BRIEF = The records that follow are to be repeated without alteration.

....

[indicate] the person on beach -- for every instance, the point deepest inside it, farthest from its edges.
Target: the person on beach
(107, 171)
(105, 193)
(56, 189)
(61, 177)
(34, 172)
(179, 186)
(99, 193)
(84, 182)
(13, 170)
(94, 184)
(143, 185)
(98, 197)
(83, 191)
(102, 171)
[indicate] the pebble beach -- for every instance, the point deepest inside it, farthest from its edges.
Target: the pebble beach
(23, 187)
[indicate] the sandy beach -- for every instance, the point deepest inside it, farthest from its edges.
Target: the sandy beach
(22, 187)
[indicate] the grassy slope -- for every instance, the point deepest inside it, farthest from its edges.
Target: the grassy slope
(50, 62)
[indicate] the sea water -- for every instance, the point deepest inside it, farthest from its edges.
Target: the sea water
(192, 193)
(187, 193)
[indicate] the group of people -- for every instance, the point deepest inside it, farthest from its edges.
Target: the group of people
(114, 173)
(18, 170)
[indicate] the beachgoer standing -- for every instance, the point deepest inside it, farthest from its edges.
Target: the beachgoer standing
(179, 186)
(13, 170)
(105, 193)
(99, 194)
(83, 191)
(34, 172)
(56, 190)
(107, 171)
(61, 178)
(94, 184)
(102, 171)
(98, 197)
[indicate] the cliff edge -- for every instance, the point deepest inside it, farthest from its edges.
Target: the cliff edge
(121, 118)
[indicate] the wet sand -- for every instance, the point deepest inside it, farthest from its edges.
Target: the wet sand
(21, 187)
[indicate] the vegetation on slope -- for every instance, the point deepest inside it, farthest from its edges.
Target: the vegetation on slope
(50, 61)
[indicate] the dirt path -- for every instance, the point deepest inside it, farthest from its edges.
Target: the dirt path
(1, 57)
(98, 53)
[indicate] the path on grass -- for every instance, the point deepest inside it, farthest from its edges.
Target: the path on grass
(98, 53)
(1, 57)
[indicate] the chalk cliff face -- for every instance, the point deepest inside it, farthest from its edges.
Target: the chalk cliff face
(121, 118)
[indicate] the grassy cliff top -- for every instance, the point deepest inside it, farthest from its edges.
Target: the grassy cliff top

....

IN RESPONSE =
[indicate] the person on beach -- for every instance, the point deepest inside it, farthest from its edges.
Target: the person on beach
(107, 171)
(105, 193)
(56, 189)
(61, 177)
(34, 172)
(179, 186)
(99, 193)
(84, 182)
(13, 170)
(94, 184)
(143, 185)
(98, 197)
(83, 191)
(102, 171)
[indicate] the pebble beach -- for every instance, the point deepest inside it, farthest from its edges.
Target: the pebble beach
(23, 187)
[indicate] the sandy beach -- for every instance, the point deepest inside it, farthest from its edges.
Target: the sandy beach
(22, 187)
[indicate] the grassy slope -- for every instance, the point deepest inside it, farthest from its edges.
Target: the grassy slope
(50, 62)
[indicate] the sea water -- for every instance, the point deepest inside it, farthest from its edges.
Target: the sea water
(192, 193)
(187, 193)
[indicate] the group of people -- for every instance, the point deepest inside it, farthest from its edges.
Target: the group of people
(114, 173)
(18, 170)
[indicate] the beachgoer standing -- for every instance, the point deepest inside it, farthest from its edges.
Target: the beachgoer standing
(179, 186)
(13, 170)
(105, 193)
(99, 194)
(83, 191)
(34, 172)
(56, 190)
(107, 171)
(61, 178)
(94, 184)
(102, 171)
(98, 197)
[indicate] the cliff edge -- for every instance, the point deepest inside it, farthest from its edges.
Target: the cliff edge
(121, 118)
[indicate] the wet sand -- for every instance, the point deepest inside it, farthest from its edges.
Target: the wet sand
(21, 187)
[indicate] the vegetation on slope -- for every instance, the point deepest inside it, farthest from its edges.
Target: the vegetation on slope
(50, 61)
[indicate] the dirt path -- for every instance, the point deepest inside it, farthest from its edges.
Target: the dirt path
(1, 57)
(98, 53)
[indicate] the path on grass -- for every instance, the point deepest inside it, farthest from its edges.
Target: the path on grass
(98, 53)
(1, 57)
[indicate] the chalk cliff face -- for every instance, the point deepest inside it, farthest from its edges.
Target: the chalk cliff face
(121, 118)
[indicate] the grassy cliff top -- for every instance, the point deepest inside it, farthest from its edges.
Target: the grassy cliff top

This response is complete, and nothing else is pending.